Une Mouette façon cinéma au « 140 » : du grand théâtre

Pas de modernisme hors saison dans ce spectacle superbe; aucune façon éhontée de tirer la couverture à soi en prenant la « grande littérature » en otage. Tout au contraire, la pièce de Tchekhov, respectée à la lettre dans la traduction d'Elsa Triolet, sort de sa gangue, non qu'elle ait jamais été poussiéreuse — fraîche au contraire comme aux premiers jours — mais qu'un siècle de fortunes diverses ait pu éventuellement émousser l'intérêt qu'on lui porte. C'est donc un grand moment à vivre au 140, où servie par une distribution essentiellement cinéma, La Mouette s'envole comme jamais.

On connaît l'histoire qui, bien évidemment, est le contraire d'une histoire, plutôt une coupe dans la vie de bourgeois russes à la fin du siècle dernier, tragi-comédie de la vie des êtres intimement mêlée à celle de la création théâtrale et de l'art en général qui n'a pas cessé de requérir Tchekhov. Dès le lever du rideau, Denis Lavant (au cinéma, il joue dans les deux films de Carax et au théâtre, il montre une panoplie non négligeable), Lavant donc, alias Costia, auteur dramatique jeune et maudit, fils crucifié par l'amour non partagé qu'il porte à sa mère, donne la mesure d'une interprétation prodigieuse.

Créateur torturé, obsédé par le désir de donner à l'art dramatique des formes nouvelles et, comme Tchekhov, de reprendre le théâtre au... théâtre, taxé de ce fait de décadence par ses pairs, écrivain raté, amoureux malheureux, il est cette créature névrosée, suicidaire, ce Slave plus vrai que nature dont les transports exaltés n'ont d'égale que la manie autodestructrice. Un jeu saccadé tout en mouvements physiques à la limite du ballet, un jeu réellement électrique crée un Costia nouveau, halluciné par son propre vertige, un Costia aux dimensions multiples, tout à la fois saint et martyr, et dont le rire sardonique est un perpétuel sanglot.

LIGNES FOURNIES =

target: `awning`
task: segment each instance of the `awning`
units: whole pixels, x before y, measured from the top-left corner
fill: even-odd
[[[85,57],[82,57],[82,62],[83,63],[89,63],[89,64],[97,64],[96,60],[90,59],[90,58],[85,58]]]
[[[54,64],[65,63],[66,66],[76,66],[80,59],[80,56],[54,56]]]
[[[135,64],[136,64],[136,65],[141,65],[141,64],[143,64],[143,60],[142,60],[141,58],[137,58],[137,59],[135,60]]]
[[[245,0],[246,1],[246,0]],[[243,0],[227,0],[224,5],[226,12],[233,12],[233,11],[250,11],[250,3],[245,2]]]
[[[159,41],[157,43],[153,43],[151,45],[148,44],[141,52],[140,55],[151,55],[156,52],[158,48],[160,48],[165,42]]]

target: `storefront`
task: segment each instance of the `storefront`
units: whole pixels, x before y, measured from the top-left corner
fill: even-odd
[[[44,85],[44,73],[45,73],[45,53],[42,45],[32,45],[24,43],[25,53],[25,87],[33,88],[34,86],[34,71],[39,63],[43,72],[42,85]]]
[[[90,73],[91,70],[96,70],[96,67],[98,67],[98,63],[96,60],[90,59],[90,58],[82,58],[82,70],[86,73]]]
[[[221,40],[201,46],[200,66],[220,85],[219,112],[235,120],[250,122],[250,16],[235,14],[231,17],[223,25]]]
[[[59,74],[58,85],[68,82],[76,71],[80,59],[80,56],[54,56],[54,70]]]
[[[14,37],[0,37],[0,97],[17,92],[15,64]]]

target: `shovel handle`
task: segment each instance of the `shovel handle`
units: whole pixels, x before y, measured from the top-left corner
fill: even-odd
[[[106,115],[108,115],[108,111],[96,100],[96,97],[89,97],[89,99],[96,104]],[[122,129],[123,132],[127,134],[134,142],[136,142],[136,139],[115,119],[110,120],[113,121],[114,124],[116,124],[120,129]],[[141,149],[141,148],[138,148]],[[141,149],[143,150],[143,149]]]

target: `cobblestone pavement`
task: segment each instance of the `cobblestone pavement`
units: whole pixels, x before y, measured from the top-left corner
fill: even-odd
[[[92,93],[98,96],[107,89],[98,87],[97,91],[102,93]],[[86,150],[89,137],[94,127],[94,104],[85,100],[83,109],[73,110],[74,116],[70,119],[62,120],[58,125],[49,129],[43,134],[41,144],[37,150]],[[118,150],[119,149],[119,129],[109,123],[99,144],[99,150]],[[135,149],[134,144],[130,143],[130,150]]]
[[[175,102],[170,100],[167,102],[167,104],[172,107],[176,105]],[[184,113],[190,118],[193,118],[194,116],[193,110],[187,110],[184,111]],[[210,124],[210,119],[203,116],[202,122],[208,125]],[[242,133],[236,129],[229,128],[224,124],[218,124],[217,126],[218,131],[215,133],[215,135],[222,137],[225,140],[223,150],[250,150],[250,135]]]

LISTE DES TÂCHES =
1) Recopiez un passage de la critique de La Mouette en remplaçant « électrique » par « fiévreux ». Commencez aux mots « Créateur torturé, obsédé » et arrêtez-vous après « un perpétuel sanglot. ».
2) Selon la critique de La Mouette, quel personnage Denis Lavant interprète-t-il ?
Les lignes n'interviennent en rien dans ce travail.

LES RÉSULTATS =
1)
Créateur torturé, obsédé par le désir de donner à l'art dramatique des formes nouvelles et, comme Tchekhov, de reprendre le théâtre au... théâtre, taxé de ce fait de décadence par ses pairs, écrivain raté, amoureux malheureux, il est cette créature névrosée, suicidaire, ce Slave plus vrai que nature dont les transports exaltés n'ont d'égale que la manie autodestructrice. Un jeu saccadé tout en mouvements physiques à la limite du ballet, un jeu réellement fiévreux crée un Costia nouveau, halluciné par son propre vertige, un Costia aux dimensions multiples, tout à la fois saint et martyr, et dont le rire sardonique est un perpétuel sanglot.

2) Denis Lavant interprète Costia.